EXERCISE GOAL: Pull out each line of the records below that contains the word "wall", and copy those lines in full.

Location identification entries

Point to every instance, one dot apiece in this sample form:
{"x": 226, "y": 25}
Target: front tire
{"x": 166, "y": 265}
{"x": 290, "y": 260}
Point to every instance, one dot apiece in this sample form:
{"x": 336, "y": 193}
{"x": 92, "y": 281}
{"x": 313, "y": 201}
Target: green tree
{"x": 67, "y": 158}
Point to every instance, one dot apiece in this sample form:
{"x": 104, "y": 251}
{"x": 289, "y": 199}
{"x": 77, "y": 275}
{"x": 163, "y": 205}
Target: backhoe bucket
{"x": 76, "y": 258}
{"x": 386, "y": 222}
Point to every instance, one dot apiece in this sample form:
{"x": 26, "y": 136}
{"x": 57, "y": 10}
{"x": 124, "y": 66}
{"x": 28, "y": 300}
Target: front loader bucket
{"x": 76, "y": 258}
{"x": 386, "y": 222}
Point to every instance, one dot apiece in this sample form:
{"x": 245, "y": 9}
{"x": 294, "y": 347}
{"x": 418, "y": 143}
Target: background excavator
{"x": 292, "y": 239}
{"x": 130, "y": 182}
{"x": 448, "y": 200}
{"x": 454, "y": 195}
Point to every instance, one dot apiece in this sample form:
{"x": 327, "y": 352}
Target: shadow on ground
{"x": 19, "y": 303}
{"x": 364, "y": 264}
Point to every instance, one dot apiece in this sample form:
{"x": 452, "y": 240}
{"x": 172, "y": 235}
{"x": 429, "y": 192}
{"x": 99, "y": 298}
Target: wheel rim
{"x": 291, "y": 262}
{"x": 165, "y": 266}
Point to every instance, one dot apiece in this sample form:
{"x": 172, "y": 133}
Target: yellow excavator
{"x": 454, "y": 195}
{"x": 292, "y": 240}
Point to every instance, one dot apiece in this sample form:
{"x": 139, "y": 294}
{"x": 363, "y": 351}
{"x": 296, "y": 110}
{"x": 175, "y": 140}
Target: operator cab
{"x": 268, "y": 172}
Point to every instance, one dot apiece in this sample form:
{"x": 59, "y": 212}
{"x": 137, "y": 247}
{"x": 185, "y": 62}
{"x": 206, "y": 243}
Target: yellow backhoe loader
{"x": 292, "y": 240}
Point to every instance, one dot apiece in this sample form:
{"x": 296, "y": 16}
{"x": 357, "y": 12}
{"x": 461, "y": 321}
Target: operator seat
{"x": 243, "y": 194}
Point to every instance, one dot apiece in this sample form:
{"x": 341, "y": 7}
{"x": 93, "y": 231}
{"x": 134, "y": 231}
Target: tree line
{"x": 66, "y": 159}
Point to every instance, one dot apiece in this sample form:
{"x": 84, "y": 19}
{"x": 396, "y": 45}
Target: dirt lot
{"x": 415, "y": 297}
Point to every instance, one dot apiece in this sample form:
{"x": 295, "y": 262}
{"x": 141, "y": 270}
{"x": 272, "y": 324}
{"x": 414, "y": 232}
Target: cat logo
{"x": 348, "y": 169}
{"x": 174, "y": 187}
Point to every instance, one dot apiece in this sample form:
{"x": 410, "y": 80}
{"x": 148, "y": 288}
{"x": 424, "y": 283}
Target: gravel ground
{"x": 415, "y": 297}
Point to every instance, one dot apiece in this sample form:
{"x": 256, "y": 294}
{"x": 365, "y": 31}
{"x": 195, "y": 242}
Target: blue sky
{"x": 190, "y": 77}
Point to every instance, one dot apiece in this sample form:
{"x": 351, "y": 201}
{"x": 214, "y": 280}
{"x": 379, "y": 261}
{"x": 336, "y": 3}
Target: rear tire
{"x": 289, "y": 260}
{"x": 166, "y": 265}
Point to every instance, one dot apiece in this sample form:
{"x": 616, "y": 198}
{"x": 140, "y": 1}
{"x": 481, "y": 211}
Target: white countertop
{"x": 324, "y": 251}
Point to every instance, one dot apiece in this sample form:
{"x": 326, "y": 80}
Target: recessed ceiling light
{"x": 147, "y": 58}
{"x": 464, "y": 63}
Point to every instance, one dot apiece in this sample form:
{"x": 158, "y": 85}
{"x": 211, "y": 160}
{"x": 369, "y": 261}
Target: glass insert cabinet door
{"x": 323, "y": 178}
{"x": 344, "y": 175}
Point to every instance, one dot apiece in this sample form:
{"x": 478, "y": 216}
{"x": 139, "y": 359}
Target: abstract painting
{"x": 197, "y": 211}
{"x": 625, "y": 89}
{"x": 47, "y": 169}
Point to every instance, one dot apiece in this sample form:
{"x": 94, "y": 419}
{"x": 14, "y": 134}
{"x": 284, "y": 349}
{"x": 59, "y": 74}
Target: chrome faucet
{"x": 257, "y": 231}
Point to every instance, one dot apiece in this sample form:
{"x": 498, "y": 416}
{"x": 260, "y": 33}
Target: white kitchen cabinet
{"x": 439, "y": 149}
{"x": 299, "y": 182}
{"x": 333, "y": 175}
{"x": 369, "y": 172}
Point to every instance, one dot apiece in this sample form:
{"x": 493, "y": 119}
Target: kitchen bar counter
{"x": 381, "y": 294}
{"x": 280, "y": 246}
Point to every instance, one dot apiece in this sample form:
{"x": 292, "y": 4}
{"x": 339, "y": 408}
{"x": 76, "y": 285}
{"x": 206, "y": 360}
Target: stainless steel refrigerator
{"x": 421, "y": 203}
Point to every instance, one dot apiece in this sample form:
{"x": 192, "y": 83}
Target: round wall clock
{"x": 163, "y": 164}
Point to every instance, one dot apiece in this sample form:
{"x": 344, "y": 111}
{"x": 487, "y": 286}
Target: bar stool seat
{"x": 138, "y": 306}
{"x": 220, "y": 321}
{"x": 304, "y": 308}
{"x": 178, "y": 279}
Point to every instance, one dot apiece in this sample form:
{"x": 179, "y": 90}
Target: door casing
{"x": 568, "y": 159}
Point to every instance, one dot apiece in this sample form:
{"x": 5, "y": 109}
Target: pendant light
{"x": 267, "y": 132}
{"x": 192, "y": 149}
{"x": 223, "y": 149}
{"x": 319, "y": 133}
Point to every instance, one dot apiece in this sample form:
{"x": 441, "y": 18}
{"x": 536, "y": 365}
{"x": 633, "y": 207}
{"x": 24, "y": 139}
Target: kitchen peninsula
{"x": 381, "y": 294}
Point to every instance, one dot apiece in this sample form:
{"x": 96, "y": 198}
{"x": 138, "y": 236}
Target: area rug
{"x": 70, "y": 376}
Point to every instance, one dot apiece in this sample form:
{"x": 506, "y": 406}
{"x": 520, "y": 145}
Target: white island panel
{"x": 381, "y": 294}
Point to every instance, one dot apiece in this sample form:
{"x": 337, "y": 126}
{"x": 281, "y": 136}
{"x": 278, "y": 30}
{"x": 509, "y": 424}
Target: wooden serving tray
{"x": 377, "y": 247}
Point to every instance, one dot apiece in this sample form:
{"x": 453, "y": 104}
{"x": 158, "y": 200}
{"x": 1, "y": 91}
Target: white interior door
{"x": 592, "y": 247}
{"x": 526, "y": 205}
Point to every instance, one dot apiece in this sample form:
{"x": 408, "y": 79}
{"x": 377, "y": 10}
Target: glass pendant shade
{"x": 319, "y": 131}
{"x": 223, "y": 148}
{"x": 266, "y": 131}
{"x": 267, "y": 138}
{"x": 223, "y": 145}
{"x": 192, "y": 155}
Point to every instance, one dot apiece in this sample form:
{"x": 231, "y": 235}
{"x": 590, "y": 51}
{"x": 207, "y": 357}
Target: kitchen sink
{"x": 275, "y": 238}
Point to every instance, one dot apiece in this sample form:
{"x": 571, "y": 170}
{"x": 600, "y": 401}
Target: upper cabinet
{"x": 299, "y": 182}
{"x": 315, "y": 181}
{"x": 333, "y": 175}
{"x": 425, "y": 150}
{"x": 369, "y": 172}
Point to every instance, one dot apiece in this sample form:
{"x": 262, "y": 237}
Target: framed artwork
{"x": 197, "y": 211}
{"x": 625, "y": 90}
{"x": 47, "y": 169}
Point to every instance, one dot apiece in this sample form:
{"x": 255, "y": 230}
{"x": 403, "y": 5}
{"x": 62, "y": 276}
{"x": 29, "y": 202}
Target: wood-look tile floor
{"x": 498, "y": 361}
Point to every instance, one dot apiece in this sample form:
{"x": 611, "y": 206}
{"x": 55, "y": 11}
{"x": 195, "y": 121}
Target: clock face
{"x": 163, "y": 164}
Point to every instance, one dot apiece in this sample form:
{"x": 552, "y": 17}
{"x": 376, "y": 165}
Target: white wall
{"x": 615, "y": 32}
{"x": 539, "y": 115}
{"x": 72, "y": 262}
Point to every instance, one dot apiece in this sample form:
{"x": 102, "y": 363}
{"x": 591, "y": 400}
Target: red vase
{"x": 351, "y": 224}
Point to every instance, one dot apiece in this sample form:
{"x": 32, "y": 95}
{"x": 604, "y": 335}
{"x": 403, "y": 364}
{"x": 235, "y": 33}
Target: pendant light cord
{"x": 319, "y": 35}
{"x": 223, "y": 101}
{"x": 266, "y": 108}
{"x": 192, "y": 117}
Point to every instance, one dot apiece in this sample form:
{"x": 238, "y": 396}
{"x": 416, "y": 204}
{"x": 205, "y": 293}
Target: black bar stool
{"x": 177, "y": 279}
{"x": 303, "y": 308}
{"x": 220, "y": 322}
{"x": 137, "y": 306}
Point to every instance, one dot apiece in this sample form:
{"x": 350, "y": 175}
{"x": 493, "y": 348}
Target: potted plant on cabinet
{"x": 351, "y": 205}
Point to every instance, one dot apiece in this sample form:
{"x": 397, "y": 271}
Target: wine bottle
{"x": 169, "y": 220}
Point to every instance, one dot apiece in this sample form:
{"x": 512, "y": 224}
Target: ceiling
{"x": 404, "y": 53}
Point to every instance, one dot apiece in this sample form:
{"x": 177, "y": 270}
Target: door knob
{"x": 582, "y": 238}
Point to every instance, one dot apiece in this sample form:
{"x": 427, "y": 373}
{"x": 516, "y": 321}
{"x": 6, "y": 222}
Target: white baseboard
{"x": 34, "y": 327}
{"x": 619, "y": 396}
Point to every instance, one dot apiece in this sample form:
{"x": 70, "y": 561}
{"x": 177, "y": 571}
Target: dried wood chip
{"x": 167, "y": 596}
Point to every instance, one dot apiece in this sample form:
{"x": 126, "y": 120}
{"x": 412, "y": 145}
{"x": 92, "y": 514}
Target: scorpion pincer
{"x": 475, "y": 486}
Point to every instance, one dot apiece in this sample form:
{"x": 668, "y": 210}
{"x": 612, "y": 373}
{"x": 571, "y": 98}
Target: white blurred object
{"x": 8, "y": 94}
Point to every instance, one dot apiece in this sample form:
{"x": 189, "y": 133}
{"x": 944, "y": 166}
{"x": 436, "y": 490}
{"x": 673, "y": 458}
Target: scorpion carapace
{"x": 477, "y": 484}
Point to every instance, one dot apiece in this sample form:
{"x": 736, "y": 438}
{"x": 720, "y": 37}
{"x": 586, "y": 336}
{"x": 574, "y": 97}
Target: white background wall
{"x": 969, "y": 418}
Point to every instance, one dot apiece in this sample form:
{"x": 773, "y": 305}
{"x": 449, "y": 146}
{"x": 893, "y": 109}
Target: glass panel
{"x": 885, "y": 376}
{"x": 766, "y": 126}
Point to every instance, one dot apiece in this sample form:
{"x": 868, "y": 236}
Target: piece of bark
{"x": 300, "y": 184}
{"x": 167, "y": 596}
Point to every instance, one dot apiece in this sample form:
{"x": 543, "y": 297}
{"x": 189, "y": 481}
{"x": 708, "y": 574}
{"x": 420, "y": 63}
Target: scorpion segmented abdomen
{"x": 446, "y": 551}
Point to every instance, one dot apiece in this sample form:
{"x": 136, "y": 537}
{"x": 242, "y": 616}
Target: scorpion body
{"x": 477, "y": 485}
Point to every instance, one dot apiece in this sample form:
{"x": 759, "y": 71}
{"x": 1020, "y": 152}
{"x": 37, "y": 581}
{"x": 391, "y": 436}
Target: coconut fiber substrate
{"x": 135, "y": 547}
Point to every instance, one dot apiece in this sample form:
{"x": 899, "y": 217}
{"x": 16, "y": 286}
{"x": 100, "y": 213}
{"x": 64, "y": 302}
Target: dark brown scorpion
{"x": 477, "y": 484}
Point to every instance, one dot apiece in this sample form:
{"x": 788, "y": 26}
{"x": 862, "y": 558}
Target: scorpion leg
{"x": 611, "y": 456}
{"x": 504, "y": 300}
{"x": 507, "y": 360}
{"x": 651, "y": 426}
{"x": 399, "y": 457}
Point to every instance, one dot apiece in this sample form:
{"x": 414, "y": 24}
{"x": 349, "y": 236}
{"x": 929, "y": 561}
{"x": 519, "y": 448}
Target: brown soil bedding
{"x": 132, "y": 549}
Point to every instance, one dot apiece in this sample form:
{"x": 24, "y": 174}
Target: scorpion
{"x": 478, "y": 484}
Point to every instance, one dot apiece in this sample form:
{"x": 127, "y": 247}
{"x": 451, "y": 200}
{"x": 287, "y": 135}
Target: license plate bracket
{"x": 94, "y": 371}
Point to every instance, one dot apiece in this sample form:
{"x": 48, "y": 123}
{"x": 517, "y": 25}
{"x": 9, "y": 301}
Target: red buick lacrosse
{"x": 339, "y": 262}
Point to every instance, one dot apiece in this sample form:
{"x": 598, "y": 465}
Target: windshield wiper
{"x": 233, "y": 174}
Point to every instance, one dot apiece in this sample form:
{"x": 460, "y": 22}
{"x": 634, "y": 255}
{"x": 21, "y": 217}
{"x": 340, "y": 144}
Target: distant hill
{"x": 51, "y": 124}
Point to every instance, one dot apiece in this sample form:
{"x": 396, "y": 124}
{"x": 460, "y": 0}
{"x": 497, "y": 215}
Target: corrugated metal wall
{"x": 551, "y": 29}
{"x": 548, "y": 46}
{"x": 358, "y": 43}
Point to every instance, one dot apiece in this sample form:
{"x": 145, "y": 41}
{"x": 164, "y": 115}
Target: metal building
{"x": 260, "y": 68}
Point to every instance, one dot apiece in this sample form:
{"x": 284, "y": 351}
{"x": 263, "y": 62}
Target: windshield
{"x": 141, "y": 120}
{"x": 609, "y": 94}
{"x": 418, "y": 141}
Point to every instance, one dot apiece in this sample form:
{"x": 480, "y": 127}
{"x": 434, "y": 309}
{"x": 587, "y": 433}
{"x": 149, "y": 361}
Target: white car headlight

FULL ANSWER:
Target: round wall clock
Target: white wall
Target: white background wall
Target: corrugated metal wall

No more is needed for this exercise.